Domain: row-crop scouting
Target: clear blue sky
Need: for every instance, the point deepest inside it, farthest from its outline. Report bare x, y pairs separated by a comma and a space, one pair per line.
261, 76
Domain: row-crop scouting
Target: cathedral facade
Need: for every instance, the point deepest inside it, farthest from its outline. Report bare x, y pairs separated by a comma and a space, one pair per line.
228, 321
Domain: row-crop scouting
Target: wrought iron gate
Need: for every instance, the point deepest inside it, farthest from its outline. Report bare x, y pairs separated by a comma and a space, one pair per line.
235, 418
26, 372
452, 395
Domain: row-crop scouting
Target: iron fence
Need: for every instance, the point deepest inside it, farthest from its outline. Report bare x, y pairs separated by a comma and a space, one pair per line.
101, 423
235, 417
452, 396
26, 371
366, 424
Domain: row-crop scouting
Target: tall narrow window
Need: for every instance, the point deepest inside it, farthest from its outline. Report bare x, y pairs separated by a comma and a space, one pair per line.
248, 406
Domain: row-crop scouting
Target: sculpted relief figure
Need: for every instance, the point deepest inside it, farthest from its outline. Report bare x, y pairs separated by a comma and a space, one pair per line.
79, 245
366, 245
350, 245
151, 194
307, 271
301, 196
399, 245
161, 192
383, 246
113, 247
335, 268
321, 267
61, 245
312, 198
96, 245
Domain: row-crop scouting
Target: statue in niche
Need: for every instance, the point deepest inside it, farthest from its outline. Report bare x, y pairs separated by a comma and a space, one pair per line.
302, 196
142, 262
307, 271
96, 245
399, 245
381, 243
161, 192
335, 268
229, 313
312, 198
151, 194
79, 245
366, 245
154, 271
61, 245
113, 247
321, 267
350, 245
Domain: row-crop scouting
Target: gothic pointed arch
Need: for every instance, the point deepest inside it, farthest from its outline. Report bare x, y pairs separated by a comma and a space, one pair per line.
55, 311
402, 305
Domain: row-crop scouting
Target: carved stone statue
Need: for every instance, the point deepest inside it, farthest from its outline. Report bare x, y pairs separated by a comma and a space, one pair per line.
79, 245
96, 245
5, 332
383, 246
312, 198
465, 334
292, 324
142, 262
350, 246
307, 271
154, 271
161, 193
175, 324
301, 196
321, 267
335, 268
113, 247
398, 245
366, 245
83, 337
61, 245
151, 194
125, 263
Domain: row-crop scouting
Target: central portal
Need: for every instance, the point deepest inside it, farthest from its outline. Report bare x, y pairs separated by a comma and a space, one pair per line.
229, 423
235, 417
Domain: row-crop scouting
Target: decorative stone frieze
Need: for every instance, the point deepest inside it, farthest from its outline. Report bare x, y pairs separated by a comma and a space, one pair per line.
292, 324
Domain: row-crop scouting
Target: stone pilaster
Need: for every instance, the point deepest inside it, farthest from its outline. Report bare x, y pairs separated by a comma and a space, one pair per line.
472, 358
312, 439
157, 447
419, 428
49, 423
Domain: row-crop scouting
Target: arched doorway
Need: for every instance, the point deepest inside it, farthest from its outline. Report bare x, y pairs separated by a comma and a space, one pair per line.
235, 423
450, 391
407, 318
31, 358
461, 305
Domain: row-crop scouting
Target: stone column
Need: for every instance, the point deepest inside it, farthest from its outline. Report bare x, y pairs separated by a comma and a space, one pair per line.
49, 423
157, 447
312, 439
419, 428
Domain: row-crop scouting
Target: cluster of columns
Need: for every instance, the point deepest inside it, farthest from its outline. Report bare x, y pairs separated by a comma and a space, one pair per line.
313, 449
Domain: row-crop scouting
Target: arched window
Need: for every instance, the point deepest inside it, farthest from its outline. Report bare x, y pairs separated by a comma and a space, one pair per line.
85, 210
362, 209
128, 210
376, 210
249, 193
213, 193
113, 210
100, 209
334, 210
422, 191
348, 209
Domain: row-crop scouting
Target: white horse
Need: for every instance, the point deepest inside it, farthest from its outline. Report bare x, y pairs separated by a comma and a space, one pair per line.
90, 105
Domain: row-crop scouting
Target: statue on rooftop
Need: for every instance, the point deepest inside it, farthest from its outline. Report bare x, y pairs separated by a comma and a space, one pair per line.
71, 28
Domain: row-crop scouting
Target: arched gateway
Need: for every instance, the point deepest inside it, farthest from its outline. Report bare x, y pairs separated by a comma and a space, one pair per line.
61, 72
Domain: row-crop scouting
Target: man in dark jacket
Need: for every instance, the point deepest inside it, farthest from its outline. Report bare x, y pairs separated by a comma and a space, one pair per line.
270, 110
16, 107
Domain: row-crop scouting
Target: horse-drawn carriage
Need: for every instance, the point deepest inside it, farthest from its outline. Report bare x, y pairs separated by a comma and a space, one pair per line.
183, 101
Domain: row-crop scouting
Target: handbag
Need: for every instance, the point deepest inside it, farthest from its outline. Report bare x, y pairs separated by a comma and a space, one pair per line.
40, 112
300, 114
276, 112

◇ ◇ ◇ ◇

Exercise instructions
The records above should be repeated in full, exactly as given.

Answer to the task
Domain: row-crop scouting
Target: clear blue sky
Need: for every instance, the point deepest inside it, farthest from its outline. Report bare x, y pairs separated by a comma and a space, one pair per line.
261, 76
Domain: row-crop scouting
Target: cathedral facade
Need: for every instance, the point deepest inside it, farthest from its outline. Report bare x, y pairs separated by a comma and a space, one pair per line.
228, 321
Domain: row-crop scouting
Target: wrought iron gate
Need: for every instance, the point deepest inside it, farthest from its outline. Report bare x, y pairs separated by a comma and a space, one pair per line.
235, 418
26, 372
452, 395
Domain: row-crop scouting
Target: iron fence
Need: for every instance, the point deepest inside it, farthest from its outline. Report bare x, y pairs separated by a comma and a space, one pair per line.
101, 423
235, 417
452, 396
26, 371
366, 424
Domain: row-crop scouting
Target: tall narrow window
Need: for every instance, the point deepest inside it, farthest from its outline. Report bare x, y pairs separated by a comma and a space, one pair per line.
248, 406
Domain: row-crop scouting
Target: sculpted relief figure
Need: for every instance, the point deepest inside it, farthest from its outline. Report bare x, y pairs separated by a comma and a space, one pair per line.
79, 245
366, 245
350, 245
151, 194
307, 271
301, 196
399, 245
161, 192
383, 246
113, 247
335, 268
321, 267
61, 245
312, 198
96, 245
Domain: row-crop scouting
Target: statue in niche
Need: for every instance, the point deepest inside it, farthest from its outline. Report bare x, y pairs separated by a comma and a space, one pair per line.
302, 196
142, 262
307, 271
96, 245
399, 245
381, 243
161, 192
335, 268
229, 313
312, 198
151, 194
79, 245
366, 245
154, 271
61, 245
113, 247
321, 267
350, 245
Domain: row-crop scouting
Target: gothic pointed arch
Need: for every instance, the point deepest inside it, farthest from its outline. Report bare x, y pairs separated by a comma and a space, one pair per line.
55, 311
402, 305
Domain: row-crop scouting
Target: carved stone statue
Need: for every instance, the point deepest inside it, farthest from its outline. Report bare x, y pairs separated by a comma and a space, one pair per line.
79, 245
96, 245
5, 332
383, 246
312, 198
465, 334
292, 324
142, 262
350, 246
307, 271
154, 271
161, 193
175, 324
301, 196
321, 267
335, 268
113, 247
398, 245
366, 245
83, 337
61, 245
151, 194
125, 263
Domain: row-crop scouting
Target: central portal
Need: for every instance, the point deepest inside it, farthest from its outline. Report bare x, y pairs separated by a comma and a space, one pair per line.
229, 423
235, 417
Domain: row-crop scouting
Target: decorative stone frieze
Need: for every instance, the point deepest inside it, farthest from its outline. Report bare x, y pairs separated by a comma and a space, one pair per line.
292, 324
Domain: row-crop scouting
Target: stone pilaster
Need: for every instance, the point deepest inside it, farthest from its outline. Report bare x, y pairs separated by a comma and a space, one pair per line.
472, 358
312, 439
157, 447
419, 428
49, 423
Domain: row-crop scouting
Target: arched doorway
Need: for every instance, the point deepest inside it, farthest from its outline. Report bare x, y pairs separated by a comma and a space, one pair per line.
235, 423
450, 391
407, 318
31, 358
461, 305
Domain: row-crop scouting
Target: stone column
Need: for every instance, the point deepest inside it, farthest from its outline. Report bare x, y pairs separated by a comma and a space, one pair per line.
49, 423
157, 447
312, 439
419, 428
Domain: row-crop scouting
Target: cluster of columns
Need: for every instance, the point deepest inside it, farthest from its outline. Report bare x, y pairs separated by a comma and a space, one pair per line.
313, 449
Domain: row-crop scouting
Target: arched window
Need: for every instance, the point deepest inside it, farthest from its outline. Report bare x, y pairs separated by a comma and a space, one pair per line.
85, 210
362, 209
128, 210
376, 210
249, 193
213, 193
113, 210
100, 209
334, 210
422, 191
348, 209
Domain: row-crop scouting
Target: white horse
Need: for every instance, the point deepest inside it, farthest from its outline. Report bare x, y pairs separated by a comma and a space, one pair per line.
90, 105
Domain: row-crop scouting
Target: statue on rooftop
Need: for every instance, the point deepest inside it, farthest from its outline. Report bare x, y pairs separated by a comma and a space, one pair per line.
71, 28
Domain: row-crop scouting
Target: arched gateway
Need: for every instance, the point deepest inside it, farthest from its outline. Report bare x, y pairs separated by a comma and a space, one pair per line.
61, 72
Domain: row-crop scouting
Target: man in dark jacket
Need: for every instance, the point deepest inside it, farthest from its outline. Report bare x, y pairs separated by a comma and a space, one pair per line.
270, 110
16, 107
Domain: row-crop scouting
Target: horse-drawn carriage
Need: for every instance, the point deepest inside it, farthest from its outline. Report bare x, y pairs separated by a comma and a space, one pair per line.
183, 101
Domain: row-crop scouting
Target: handbag
Need: for every instance, the point deepest inside it, farthest from its outline. Report bare x, y pairs separated by a comma and a space, one pair per line.
40, 112
300, 114
276, 112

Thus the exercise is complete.